### Selected excerpt:
Loke shaking up aviation sector

  • Business Premium
  • Saturday, 19 Oct 2019

Transport Minister Anthony Loke (pic) is certainly making waves.

Just this week, he said that there would be no new low cost air terminals (LCCT) to be built in the country for now.

A day later, he said that he was looking at alternatives to the regulated asset-backed (RAB) framework that was meant to come into place in January next year. The RAB is a model in which airlines and their passengers will be charged based on the airport operators’ cost of developing airports.

The Transport Minister also talked about a possible restructuring of two regulatory bodies in the aviation space.

Talk of halting the development of LCCs is based on the notion that any decision for new investments must strictly be demand driven. Furthermore, more can be done with existing airports before big investments are made into developing new ones.

That talk though must have jolted AIRASIA BHD’s chief Tan Sri Tony Fernandes.

Fernandes has always held the view that low cost airlines should operate from low cost air terminals.

It is a well known fact that Fernandes has big ambitions for AirAsia and would prefer if dedicated LCCTs were built everywhere the airline flies to.

Fernandes has expressed his intention before of AirAsia having its own air terminal, which still holds true to today.

It does seem like his vision would be of having a modern, fully automated, tech friendly airport that can fit all his travelers. And a place where travelers will not have to walk very far to reach the gates for departure.

But Loke has pointed out that having visited airports abroad, including the UK, he has come across airport operations which are “combined”. These are airports that cater to both full service carriers and low cost carriers.

But he did say that “the needs of low cost carriers must be understood and implemented by airport companies.’’

That though, may be easier said than done.

AirAsia and Malaysia Airport Holdings Bhd (MAHB) have struggled to agree on many issues. Their arguments and disagreements over the years have now spilt into the courtrooms. An industry executive has this to say about the situation:

“Both parties need to come to terms and avoid these unnecessary arguments. They should instead focus on how to bring more traffic and make the airport competitive alongside Singapore and Bangkok.’’ That does not seem to be the case.

On Thursday, AirAsia again complained about the “poor design and flawed configuration at KLIA2’’ that was causing long queues at the immigration counters that resulted in some passengers missing their flight connections.

### Brief:
In the article on Loke shaking up the aviation sector, what view has Fernandes always held about where low cost airlines should operate?

### Data shown:
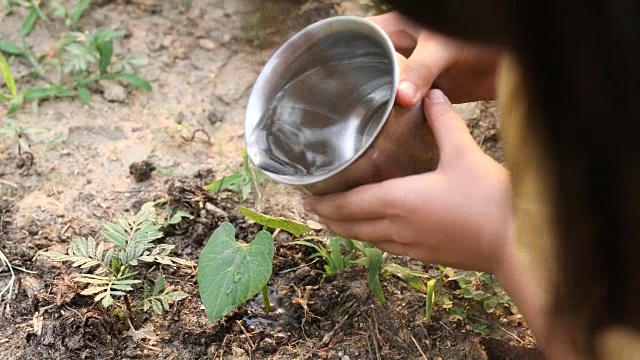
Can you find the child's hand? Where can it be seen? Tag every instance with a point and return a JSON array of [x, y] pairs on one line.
[[463, 71], [458, 215]]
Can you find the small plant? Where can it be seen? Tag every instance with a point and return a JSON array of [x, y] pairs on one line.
[[79, 59], [129, 242], [242, 182], [230, 273], [331, 251], [340, 253], [19, 134]]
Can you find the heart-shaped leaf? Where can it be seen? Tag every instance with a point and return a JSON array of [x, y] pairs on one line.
[[230, 273], [292, 226]]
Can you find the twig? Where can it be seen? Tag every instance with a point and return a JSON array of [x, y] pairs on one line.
[[419, 348], [224, 341], [9, 183], [193, 135], [9, 286], [298, 267], [245, 333], [29, 155], [446, 327], [375, 342], [153, 348], [512, 335]]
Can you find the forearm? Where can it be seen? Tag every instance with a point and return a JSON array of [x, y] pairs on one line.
[[516, 277]]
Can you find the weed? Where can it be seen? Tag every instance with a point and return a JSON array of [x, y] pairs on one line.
[[340, 253], [129, 243], [243, 181], [331, 252], [7, 290], [19, 134], [80, 59]]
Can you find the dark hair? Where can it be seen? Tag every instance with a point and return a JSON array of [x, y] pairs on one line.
[[581, 65]]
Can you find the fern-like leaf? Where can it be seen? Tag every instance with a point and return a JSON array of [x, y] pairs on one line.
[[133, 234], [159, 301], [82, 253]]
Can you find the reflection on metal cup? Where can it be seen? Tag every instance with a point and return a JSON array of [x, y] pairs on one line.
[[321, 115]]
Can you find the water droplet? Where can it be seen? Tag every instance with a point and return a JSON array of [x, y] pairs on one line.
[[238, 277]]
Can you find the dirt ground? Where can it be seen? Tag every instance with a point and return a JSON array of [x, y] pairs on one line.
[[203, 62]]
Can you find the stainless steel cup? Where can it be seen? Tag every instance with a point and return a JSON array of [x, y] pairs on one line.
[[321, 115]]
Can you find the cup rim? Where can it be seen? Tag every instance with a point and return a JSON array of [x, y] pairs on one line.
[[256, 107]]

### Task response:
Low cost airlines should operate from low cost air terminals.